__WORK INSTRUCTIONS__
Print only the line with "In this exercise you will mark the big" and the lines after it, ending with the last line of the material, each exactly as it stands.

__DATA FOR REVIEW__

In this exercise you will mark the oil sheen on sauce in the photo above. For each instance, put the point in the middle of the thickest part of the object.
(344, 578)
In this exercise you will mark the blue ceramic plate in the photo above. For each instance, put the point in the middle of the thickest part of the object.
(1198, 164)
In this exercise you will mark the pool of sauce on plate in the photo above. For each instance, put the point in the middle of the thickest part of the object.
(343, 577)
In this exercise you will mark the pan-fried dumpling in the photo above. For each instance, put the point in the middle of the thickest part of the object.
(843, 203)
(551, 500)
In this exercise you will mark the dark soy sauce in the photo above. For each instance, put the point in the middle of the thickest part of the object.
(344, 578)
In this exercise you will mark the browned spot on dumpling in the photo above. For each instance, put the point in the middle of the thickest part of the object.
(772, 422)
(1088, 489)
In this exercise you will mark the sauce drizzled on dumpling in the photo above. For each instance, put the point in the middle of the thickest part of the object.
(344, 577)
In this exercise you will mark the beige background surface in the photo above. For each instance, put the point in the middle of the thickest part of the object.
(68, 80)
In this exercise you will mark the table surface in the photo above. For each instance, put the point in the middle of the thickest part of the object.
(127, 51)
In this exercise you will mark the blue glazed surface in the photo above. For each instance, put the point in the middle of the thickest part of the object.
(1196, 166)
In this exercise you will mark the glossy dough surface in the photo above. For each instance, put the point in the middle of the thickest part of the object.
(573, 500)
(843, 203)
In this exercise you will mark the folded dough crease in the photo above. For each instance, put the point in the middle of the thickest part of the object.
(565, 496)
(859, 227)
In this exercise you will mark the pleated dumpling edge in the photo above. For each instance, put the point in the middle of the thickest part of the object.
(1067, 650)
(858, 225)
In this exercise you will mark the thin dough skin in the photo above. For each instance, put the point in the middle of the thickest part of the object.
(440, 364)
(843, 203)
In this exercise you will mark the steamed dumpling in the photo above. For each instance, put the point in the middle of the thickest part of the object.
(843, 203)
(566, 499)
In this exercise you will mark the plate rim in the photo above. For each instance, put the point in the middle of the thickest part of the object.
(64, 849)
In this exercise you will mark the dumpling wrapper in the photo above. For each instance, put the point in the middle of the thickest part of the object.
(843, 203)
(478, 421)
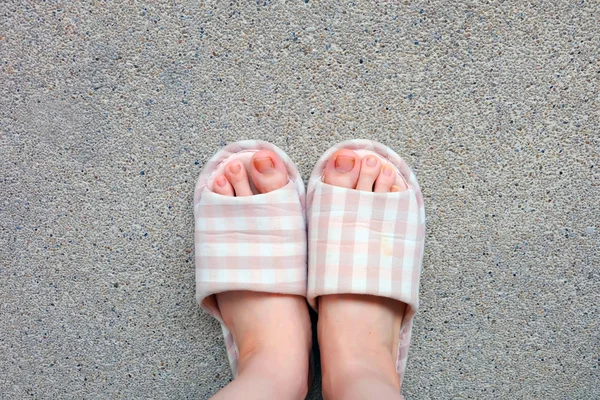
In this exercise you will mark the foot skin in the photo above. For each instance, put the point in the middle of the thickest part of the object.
(272, 331)
(358, 334)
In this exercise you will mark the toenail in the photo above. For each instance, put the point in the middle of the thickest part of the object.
(235, 168)
(344, 163)
(221, 181)
(371, 161)
(263, 164)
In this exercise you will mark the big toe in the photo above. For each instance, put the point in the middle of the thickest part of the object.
(268, 171)
(342, 169)
(238, 177)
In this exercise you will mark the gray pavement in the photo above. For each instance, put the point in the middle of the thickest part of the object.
(108, 111)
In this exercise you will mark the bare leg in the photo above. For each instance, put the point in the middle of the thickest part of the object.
(272, 331)
(358, 334)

__EXERCISE RESPONSE__
In this exercise you will mark the big toe in the photo above. For each instance, put the point in the middle of the thickest part of the object.
(268, 171)
(342, 169)
(238, 177)
In this exercise you will mark the gray pavement in the photo above. For each instance, put the point in the middle of the thickest part of the object.
(108, 111)
In this exercise you will mark the bare leg in the photo above. For each instance, put the point in the middle of the thickest part of the object.
(272, 331)
(358, 334)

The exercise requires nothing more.